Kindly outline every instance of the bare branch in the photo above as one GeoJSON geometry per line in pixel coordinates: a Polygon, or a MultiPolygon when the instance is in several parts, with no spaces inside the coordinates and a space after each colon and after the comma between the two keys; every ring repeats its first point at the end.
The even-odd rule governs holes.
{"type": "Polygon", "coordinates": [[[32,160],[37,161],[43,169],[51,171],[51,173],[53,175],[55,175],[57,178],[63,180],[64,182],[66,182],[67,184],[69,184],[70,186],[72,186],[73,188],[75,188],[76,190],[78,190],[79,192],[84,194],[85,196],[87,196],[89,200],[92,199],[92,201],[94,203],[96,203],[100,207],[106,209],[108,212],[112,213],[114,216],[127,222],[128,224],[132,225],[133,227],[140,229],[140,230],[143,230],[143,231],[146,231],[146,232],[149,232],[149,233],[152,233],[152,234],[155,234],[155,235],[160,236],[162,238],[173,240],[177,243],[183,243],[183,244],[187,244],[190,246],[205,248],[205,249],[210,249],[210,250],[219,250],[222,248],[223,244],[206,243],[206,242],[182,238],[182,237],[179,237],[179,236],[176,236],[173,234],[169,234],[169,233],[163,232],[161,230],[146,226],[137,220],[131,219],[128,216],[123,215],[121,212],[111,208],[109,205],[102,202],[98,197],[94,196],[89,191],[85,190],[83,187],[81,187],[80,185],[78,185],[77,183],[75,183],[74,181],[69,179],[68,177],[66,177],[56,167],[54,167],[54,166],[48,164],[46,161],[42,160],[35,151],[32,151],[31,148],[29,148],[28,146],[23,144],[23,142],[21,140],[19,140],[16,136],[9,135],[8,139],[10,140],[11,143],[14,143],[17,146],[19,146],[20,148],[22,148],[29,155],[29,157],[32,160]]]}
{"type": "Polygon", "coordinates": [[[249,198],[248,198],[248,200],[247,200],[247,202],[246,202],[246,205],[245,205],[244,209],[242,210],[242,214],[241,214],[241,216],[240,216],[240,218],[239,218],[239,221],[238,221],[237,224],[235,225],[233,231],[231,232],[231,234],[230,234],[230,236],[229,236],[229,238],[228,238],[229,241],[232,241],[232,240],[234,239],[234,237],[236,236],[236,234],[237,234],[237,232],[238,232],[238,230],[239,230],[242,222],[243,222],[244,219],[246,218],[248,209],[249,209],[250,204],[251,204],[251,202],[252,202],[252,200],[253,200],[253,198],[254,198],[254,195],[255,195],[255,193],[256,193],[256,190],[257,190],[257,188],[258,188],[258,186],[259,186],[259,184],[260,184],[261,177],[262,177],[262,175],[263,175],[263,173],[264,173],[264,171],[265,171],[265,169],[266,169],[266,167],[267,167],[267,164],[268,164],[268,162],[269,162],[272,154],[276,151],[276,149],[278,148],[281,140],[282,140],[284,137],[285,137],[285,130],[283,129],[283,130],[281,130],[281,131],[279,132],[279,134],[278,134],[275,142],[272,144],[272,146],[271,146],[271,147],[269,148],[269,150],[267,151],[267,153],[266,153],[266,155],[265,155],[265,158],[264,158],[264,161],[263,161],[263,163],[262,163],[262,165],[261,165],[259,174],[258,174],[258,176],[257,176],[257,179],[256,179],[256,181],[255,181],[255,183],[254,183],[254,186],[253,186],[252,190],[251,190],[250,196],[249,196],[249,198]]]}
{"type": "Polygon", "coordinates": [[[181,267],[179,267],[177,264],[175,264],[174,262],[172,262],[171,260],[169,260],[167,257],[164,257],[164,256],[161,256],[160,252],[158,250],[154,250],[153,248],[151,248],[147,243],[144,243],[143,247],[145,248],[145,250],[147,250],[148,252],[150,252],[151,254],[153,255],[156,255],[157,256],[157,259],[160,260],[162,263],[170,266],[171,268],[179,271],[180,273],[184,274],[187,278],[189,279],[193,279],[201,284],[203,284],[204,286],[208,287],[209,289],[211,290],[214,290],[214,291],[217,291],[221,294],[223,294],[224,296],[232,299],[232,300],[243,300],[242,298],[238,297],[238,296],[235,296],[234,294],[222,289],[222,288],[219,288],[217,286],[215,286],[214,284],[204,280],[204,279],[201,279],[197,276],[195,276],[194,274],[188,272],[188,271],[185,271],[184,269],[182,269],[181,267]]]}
================================
EXERCISE DIRECTIONS: Reproduce every record, making sure each one stays exactly the same.

ANSWER BOX:
Kindly outline every instance of the bare branch in the photo above as one GeoJSON geometry per line in pixel coordinates: a Polygon, or a MultiPolygon when the instance is in several parts, with no spaces inside the coordinates and a space after each colon and after the comma between the two keys; every ring repeats its first point at the end.
The even-odd rule governs holes.
{"type": "Polygon", "coordinates": [[[32,160],[37,161],[43,169],[51,171],[51,173],[53,175],[55,175],[57,178],[63,180],[64,182],[66,182],[67,184],[69,184],[70,186],[72,186],[73,188],[75,188],[76,190],[78,190],[79,192],[84,194],[85,196],[87,196],[89,200],[92,199],[92,201],[94,203],[96,203],[100,207],[106,209],[108,212],[112,213],[114,216],[127,222],[128,224],[132,225],[133,227],[140,229],[140,230],[143,230],[143,231],[146,231],[146,232],[149,232],[149,233],[152,233],[152,234],[155,234],[155,235],[160,236],[162,238],[173,240],[177,243],[183,243],[183,244],[187,244],[190,246],[205,248],[205,249],[210,249],[210,250],[219,250],[222,248],[223,244],[206,243],[206,242],[182,238],[182,237],[179,237],[179,236],[176,236],[173,234],[169,234],[169,233],[163,232],[161,230],[146,226],[137,220],[131,219],[128,216],[123,215],[121,212],[111,208],[109,205],[102,202],[98,197],[94,196],[89,191],[85,190],[83,187],[81,187],[80,185],[78,185],[77,183],[75,183],[74,181],[69,179],[68,177],[66,177],[56,167],[54,167],[54,166],[48,164],[46,161],[42,160],[35,151],[32,151],[31,148],[29,148],[28,146],[23,144],[23,142],[21,140],[19,140],[16,136],[9,135],[8,139],[10,140],[11,143],[14,143],[17,146],[19,146],[20,148],[22,148],[29,155],[29,157],[32,160]]]}
{"type": "Polygon", "coordinates": [[[249,198],[248,198],[248,200],[247,200],[247,202],[246,202],[246,205],[245,205],[244,209],[242,210],[242,214],[241,214],[241,216],[240,216],[240,218],[239,218],[239,221],[238,221],[237,224],[235,225],[233,231],[231,232],[231,234],[230,234],[230,236],[229,236],[229,238],[228,238],[229,241],[232,241],[232,240],[234,239],[234,237],[236,236],[236,234],[237,234],[237,232],[238,232],[238,230],[239,230],[242,222],[243,222],[244,219],[246,218],[248,209],[249,209],[250,204],[251,204],[251,202],[252,202],[252,200],[253,200],[253,198],[254,198],[254,195],[255,195],[255,193],[256,193],[256,190],[257,190],[257,188],[258,188],[258,186],[259,186],[259,184],[260,184],[261,177],[262,177],[262,175],[263,175],[263,173],[264,173],[264,171],[265,171],[265,169],[266,169],[266,167],[267,167],[267,164],[268,164],[268,162],[269,162],[272,154],[276,151],[276,149],[278,148],[281,140],[282,140],[284,137],[285,137],[285,130],[283,129],[283,130],[281,130],[281,131],[279,132],[279,134],[278,134],[275,142],[272,144],[272,146],[271,146],[271,147],[269,148],[269,150],[267,151],[267,153],[266,153],[266,155],[265,155],[265,158],[264,158],[264,161],[263,161],[263,163],[262,163],[262,165],[261,165],[259,174],[258,174],[258,176],[257,176],[257,179],[256,179],[256,181],[255,181],[255,183],[254,183],[254,186],[253,186],[252,190],[251,190],[250,196],[249,196],[249,198]]]}
{"type": "Polygon", "coordinates": [[[181,267],[179,267],[177,264],[175,264],[174,262],[172,262],[171,260],[169,260],[167,257],[164,257],[164,256],[161,256],[160,252],[158,250],[154,250],[153,248],[151,248],[147,243],[144,243],[143,247],[145,248],[145,250],[147,250],[148,252],[150,252],[151,254],[153,255],[156,255],[157,256],[157,259],[160,260],[162,263],[170,266],[171,268],[179,271],[180,273],[184,274],[187,278],[189,279],[193,279],[201,284],[203,284],[204,286],[208,287],[209,289],[211,290],[214,290],[214,291],[217,291],[221,294],[223,294],[224,296],[232,299],[232,300],[243,300],[242,298],[238,297],[238,296],[235,296],[234,294],[222,289],[222,288],[219,288],[217,286],[215,286],[214,284],[204,280],[204,279],[201,279],[197,276],[195,276],[194,274],[188,272],[188,271],[185,271],[184,269],[182,269],[181,267]]]}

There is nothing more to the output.